Monday 19 May 2008

Hellblazer

I bought a lot of comics as a teenager. Sadly as the 90s wore on I lost my interest in the hobby and ended up leaving my collection in the corner of a grimy student house in Brighton. My head was pretty muddled at the time (relationships, dope, the usual) and the comics just didn't seem that important.

Fast forward a couple of years and I return to Brighton in the vain hope that my collection might still be piled up where I'd left it. Stupid obviously, but I thought there was a chance.

Getting into the old flat was easy enough, I still got on with the landlady and it was a simple task to convince her to let me in while the students who moved in after me were out. I probably wasn't really expecting to find anything, but to my surprise the comics were still there! Only trouble was the bloke who had moved into my old room had decided to tear them all up and use them as wallpaper. Bummer.

Fair play, he'd made quite an artistic looking collage out of my prized collection arranging the pages in a huge jagged spiral with the cover to issue #1 of Hellblazer as the centrepiece. It was a grim moment.

I'm over it now and I've replaced most of the collection, but it's only recently that I've picked up the first trade of Hellblazer again. There on the cover is that picture of John Constantine staring back at me...

Ha-Ha. I swear when I look at that it's Brighton 1995 all over again. Honestly. it's like magic. Constantine would approve.

Thankfully I'm old enough and ugly enough to put aside any spooky feelings and enjoy the collected edition which reprints the first nine issues of the series. Original Sins is a great book, a real period piece. It's also very British, which sets it apart from other American comics of the time. The likes of Moore and Gibbons were setting the comics agenda back then, but Hellblazer feels like it belongs outside American comics altogether. Constantine uses British slang and inhabits the back streets of Camden Town and Newcastle. So while writer, Jamie Delano takes his leading man to the States, and trains his satirical eye on Reaganomics and Vietnam, at its heart Hellblazer is a critique of Thatcher's Britain.

━━━━━━━━━━━━━━━━━━━━━━━━━━━━━━

▶ **Problem details**
Reproduce the Hellblazer post word for word from "Fast forward a" to "as wallpaper. Bummer.".

━━━━━━━━━━━━━━━━━━━━━━━━━━━━━━

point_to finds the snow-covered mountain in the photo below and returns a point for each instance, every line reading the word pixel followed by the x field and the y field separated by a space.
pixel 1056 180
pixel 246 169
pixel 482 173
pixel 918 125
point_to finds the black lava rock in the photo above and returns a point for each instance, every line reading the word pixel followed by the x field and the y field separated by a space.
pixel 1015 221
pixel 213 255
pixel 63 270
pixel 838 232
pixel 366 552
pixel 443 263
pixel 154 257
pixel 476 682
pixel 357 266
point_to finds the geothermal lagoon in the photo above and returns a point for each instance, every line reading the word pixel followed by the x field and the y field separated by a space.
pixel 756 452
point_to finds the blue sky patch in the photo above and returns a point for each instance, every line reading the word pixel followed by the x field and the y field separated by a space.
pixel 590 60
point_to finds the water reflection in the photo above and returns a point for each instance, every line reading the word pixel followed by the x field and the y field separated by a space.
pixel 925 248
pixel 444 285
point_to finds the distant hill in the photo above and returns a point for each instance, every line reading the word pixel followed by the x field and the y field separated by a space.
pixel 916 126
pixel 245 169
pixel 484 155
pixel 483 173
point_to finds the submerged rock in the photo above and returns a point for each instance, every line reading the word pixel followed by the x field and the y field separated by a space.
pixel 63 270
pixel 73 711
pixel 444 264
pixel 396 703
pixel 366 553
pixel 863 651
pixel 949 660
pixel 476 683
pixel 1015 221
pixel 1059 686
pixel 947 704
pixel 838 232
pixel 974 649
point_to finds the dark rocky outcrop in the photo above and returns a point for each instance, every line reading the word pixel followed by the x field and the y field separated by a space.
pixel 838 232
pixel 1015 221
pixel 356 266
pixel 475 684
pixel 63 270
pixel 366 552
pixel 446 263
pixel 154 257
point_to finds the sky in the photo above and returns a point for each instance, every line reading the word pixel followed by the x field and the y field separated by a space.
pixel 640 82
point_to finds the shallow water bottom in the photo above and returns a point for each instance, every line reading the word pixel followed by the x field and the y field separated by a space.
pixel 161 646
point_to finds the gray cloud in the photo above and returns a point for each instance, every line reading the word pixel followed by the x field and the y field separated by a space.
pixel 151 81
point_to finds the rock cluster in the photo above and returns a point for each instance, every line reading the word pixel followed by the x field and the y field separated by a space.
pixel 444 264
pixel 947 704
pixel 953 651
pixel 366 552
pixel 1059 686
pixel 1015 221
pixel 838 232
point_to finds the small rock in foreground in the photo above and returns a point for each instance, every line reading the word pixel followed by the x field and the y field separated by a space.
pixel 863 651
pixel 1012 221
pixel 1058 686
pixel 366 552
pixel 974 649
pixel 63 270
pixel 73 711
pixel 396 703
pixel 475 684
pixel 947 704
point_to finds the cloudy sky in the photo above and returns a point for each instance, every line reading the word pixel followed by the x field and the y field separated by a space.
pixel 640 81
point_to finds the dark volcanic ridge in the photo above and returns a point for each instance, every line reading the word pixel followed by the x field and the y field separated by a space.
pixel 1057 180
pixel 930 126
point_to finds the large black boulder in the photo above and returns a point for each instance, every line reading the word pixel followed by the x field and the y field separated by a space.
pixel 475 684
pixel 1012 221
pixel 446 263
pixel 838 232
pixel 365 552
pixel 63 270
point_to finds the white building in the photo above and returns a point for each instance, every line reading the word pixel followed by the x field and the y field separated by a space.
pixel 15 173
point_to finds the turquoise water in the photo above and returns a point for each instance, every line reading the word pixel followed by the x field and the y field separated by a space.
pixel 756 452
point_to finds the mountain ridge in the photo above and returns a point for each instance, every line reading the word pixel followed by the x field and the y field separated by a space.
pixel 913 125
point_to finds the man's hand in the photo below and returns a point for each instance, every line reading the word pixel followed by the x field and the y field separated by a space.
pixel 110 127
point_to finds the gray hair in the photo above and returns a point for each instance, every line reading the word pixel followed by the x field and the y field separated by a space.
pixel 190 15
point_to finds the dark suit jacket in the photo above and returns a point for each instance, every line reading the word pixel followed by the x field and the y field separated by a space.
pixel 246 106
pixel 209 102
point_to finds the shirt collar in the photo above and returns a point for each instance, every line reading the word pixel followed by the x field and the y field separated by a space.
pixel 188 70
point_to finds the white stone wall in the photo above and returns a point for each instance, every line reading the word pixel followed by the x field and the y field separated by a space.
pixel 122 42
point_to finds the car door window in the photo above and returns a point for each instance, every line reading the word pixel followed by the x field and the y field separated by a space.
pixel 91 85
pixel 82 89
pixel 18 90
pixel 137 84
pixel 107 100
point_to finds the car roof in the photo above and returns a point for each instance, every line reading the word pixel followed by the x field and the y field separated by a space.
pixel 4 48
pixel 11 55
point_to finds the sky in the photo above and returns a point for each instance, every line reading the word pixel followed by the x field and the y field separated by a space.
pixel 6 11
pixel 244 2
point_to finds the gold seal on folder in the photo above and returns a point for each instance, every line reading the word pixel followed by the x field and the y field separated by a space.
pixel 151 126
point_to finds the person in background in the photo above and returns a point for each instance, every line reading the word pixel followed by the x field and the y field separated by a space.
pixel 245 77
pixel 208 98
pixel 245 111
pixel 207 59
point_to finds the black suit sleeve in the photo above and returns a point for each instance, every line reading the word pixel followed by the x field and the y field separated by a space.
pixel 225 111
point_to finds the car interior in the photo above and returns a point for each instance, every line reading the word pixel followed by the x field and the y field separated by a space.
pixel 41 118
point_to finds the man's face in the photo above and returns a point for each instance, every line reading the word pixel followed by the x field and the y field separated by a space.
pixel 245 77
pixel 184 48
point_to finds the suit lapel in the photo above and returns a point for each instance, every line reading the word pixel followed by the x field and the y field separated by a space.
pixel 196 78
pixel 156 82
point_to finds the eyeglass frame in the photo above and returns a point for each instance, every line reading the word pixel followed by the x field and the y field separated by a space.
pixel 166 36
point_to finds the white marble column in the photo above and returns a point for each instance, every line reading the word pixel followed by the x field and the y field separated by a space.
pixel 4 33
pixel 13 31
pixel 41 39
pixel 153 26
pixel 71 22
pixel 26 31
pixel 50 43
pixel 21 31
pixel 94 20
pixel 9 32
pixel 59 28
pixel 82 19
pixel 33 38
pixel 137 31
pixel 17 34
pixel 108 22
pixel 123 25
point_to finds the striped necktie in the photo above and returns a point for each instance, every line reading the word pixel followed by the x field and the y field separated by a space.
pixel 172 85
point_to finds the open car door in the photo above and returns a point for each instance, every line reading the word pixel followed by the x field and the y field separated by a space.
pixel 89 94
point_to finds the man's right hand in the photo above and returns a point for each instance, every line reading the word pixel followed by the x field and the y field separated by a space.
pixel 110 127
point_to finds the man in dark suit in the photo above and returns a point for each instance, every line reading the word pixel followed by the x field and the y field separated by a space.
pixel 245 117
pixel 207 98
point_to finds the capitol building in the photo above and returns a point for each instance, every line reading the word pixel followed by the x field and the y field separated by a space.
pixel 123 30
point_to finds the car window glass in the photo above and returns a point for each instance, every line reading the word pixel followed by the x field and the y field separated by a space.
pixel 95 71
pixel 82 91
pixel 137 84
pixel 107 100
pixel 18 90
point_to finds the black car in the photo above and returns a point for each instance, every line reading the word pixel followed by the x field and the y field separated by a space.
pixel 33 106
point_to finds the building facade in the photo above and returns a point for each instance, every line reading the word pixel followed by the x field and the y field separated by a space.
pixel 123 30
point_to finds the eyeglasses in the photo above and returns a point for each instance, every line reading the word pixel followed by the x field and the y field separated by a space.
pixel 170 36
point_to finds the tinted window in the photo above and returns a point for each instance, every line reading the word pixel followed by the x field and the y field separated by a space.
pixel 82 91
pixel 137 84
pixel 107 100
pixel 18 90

━━━━━━━━━━━━━━━━━━━━━━━━━━━━━━

▶ **Solution to this exercise**
Fast forward a couple of years and I return to Brighton in the vain hope that my collection might still be piled up where I'd left it. Stupid obviously, but I thought there was a chance.

Getting into the old flat was easy enough, I still got on with the landlady and it was a simple task to convince her to let me in while the students who moved in after me were out. I probably wasn't really expecting to find anything, but to my surprise the comics were still there! Only trouble was the bloke who had moved into my old room had decided to tear them all up and use them as wallpaper. Bummer.